### [Saved entries]
%%

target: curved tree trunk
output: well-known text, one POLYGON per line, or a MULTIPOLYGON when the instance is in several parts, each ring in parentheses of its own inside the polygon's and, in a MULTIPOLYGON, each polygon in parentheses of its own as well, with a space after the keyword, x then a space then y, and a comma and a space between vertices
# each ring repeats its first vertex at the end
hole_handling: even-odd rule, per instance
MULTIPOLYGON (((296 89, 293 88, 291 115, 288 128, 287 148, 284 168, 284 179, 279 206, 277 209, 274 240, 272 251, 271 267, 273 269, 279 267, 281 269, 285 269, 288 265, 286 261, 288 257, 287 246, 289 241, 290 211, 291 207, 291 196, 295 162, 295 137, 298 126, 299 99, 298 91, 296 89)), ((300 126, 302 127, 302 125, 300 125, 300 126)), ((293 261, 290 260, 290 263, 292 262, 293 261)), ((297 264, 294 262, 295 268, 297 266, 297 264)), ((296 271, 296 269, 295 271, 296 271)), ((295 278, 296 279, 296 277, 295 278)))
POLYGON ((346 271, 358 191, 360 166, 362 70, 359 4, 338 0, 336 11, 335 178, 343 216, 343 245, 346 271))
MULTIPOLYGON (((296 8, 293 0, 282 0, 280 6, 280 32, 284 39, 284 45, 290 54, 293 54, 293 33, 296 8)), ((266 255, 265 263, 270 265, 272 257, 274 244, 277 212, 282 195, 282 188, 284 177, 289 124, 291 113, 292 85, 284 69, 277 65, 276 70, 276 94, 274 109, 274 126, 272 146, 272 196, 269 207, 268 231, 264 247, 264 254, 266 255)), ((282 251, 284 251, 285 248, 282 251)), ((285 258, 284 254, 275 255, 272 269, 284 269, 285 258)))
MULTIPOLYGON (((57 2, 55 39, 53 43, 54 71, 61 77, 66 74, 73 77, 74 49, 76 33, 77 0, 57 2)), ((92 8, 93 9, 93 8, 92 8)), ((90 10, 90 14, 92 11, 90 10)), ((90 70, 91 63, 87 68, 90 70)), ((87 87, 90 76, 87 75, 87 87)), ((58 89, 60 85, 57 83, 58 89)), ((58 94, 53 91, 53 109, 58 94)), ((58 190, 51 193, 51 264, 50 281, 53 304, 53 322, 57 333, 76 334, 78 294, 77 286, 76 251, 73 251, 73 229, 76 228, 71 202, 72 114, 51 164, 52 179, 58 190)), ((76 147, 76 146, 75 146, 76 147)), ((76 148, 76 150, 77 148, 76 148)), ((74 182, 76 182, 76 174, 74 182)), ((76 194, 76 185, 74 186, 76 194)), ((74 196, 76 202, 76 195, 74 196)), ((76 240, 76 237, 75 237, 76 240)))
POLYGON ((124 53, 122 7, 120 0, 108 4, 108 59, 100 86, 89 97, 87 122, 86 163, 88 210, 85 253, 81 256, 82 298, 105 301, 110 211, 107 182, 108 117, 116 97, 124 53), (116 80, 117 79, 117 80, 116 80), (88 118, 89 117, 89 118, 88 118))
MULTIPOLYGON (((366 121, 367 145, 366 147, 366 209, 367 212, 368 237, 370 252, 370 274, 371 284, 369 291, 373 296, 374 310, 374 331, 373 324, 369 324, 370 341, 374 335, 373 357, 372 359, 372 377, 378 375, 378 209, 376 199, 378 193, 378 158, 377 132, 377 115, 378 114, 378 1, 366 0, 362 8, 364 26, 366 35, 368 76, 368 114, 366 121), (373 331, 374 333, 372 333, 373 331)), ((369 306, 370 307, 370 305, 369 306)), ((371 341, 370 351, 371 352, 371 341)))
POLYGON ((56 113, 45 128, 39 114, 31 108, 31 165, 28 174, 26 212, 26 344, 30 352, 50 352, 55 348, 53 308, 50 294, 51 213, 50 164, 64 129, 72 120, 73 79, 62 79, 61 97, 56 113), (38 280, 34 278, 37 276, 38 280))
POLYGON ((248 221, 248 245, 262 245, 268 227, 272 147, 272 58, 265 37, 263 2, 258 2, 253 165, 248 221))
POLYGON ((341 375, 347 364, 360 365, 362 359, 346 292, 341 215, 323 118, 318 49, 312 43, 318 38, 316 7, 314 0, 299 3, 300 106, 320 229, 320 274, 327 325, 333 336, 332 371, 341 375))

%%

### [AIM OF THE EXERCISE]
Duplicate the lines starting at the first line of the records and ending at the line that contains "MULTIPOLYGON (((296 8, 293", including both of these lines.

### [SOLVED EXERCISE]
target: curved tree trunk
output: well-known text, one POLYGON per line, or a MULTIPOLYGON when the instance is in several parts, each ring in parentheses of its own inside the polygon's and, in a MULTIPOLYGON, each polygon in parentheses of its own as well, with a space after the keyword, x then a space then y, and a comma and a space between vertices
# each ring repeats its first vertex at the end
hole_handling: even-odd rule, per instance
MULTIPOLYGON (((296 89, 293 88, 291 115, 288 128, 287 148, 284 168, 284 179, 279 206, 277 209, 274 240, 272 251, 271 267, 273 269, 279 267, 281 269, 285 269, 288 265, 286 261, 288 257, 287 246, 289 241, 290 211, 291 207, 291 196, 295 162, 295 137, 298 126, 299 99, 298 91, 296 89)), ((300 126, 302 127, 302 125, 300 125, 300 126)), ((293 261, 290 260, 290 263, 292 262, 293 261)), ((297 264, 294 262, 295 268, 297 266, 297 264)), ((296 271, 296 269, 295 271, 296 271)), ((295 278, 296 279, 296 277, 295 278)))
POLYGON ((346 271, 358 191, 360 166, 362 70, 359 4, 338 0, 336 11, 335 178, 343 216, 343 245, 346 271))
MULTIPOLYGON (((296 8, 293 0, 282 0, 280 6, 280 32, 284 39, 284 45, 290 54, 293 54, 293 33, 296 8)), ((266 255, 265 263, 270 265, 272 257, 274 244, 277 212, 282 195, 282 188, 284 177, 289 124, 291 113, 292 85, 284 69, 277 65, 276 70, 276 94, 274 109, 274 126, 272 146, 272 196, 269 207, 268 231, 264 247, 264 254, 266 255)), ((282 251, 284 251, 285 248, 282 251)), ((285 258, 284 254, 275 255, 272 269, 284 269, 285 258)))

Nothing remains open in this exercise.